- Exercise aim -
Return exactly, and only, the lines from the line containing "blue scrub pants" through the final line of the records below, both included.

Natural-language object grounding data
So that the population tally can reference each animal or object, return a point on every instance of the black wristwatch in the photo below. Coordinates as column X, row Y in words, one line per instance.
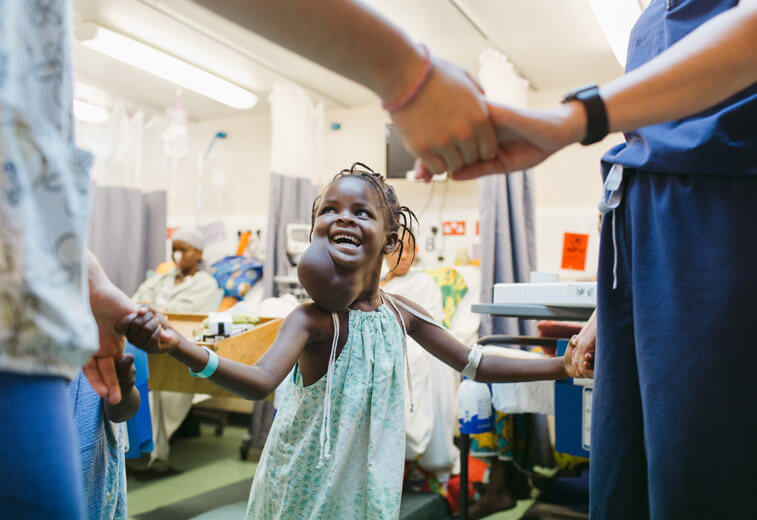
column 596, row 114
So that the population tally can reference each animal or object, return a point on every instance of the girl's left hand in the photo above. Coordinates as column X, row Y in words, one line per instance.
column 585, row 344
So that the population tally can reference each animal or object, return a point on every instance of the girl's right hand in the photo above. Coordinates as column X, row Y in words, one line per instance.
column 149, row 330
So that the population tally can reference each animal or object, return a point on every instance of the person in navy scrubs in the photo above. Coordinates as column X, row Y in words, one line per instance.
column 674, row 420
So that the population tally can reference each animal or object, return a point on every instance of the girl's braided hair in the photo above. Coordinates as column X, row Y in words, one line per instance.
column 397, row 216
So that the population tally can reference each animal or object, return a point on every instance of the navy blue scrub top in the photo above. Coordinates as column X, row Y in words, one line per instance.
column 719, row 141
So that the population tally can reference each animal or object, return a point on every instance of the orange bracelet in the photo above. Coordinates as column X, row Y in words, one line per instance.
column 408, row 97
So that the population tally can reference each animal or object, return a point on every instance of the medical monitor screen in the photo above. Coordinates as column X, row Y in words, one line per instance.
column 398, row 160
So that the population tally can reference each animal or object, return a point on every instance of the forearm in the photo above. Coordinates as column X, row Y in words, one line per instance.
column 501, row 369
column 344, row 36
column 712, row 63
column 126, row 409
column 250, row 382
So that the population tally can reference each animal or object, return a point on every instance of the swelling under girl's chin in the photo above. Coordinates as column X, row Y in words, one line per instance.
column 317, row 273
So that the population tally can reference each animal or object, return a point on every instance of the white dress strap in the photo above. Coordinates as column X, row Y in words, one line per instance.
column 417, row 314
column 326, row 423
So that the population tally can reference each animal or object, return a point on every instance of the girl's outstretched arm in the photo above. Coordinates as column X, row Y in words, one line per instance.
column 151, row 332
column 492, row 369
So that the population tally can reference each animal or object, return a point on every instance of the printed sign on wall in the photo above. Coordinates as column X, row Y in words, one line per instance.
column 574, row 250
column 453, row 227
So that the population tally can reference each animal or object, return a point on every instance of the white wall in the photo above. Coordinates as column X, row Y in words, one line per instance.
column 567, row 184
column 235, row 180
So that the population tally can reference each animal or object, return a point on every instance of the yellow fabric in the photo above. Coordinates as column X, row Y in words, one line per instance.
column 453, row 288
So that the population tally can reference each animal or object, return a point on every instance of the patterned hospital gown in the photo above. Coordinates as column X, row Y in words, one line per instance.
column 101, row 453
column 46, row 326
column 362, row 479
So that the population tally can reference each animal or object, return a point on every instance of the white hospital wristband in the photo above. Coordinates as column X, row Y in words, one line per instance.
column 474, row 359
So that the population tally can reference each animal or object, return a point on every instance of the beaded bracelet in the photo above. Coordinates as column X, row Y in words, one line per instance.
column 422, row 79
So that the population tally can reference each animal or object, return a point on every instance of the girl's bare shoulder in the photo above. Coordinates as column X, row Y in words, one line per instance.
column 314, row 319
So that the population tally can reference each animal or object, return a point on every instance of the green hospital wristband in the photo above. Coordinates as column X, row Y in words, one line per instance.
column 210, row 367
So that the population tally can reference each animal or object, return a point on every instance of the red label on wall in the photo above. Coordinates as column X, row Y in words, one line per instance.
column 453, row 227
column 574, row 250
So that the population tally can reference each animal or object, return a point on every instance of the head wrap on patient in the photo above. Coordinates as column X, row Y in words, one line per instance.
column 191, row 236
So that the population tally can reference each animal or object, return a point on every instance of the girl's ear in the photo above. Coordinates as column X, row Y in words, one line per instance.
column 392, row 243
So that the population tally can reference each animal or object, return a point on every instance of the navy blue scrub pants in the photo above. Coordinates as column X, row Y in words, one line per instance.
column 40, row 475
column 674, row 421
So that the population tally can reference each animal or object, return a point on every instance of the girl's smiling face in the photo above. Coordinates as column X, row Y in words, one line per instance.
column 351, row 217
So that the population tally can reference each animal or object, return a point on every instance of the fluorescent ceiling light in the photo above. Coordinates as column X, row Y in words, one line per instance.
column 89, row 113
column 616, row 17
column 164, row 66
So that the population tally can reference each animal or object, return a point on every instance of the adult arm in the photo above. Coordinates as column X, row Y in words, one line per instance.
column 710, row 64
column 446, row 124
column 109, row 305
column 129, row 405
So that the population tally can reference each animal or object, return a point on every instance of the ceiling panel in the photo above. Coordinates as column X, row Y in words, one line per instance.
column 553, row 43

- Solution below -
So that the population tally can reference each animal or object, return a point on every instance of the navy blue scrub pants in the photo above. Coordinates as column X, row Y in words, one line per instance.
column 40, row 475
column 674, row 421
So that the population tally can reference each animal or object, return a point on every instance of the girl's smiling face in the photo above. Coordinates as column X, row Y in words, one line per instance.
column 351, row 217
So that the population tally can reference each animal or object, return a point on every instance of the fluorescent ceiling light in the photo above. Coordinates as column X, row Y in words, one line per instance.
column 89, row 113
column 616, row 17
column 164, row 66
So that the population tally can reference each animal or object, return a point on every instance of the adult arm in the photo above. Coordinates as column X, row Y in words, one line per instance.
column 710, row 64
column 446, row 124
column 109, row 305
column 129, row 405
So that the population tally can reference each animal or object, return a point on every instance of the ceiling panel in the photo above. Coordinates as column X, row Y in words, one line per instance.
column 553, row 43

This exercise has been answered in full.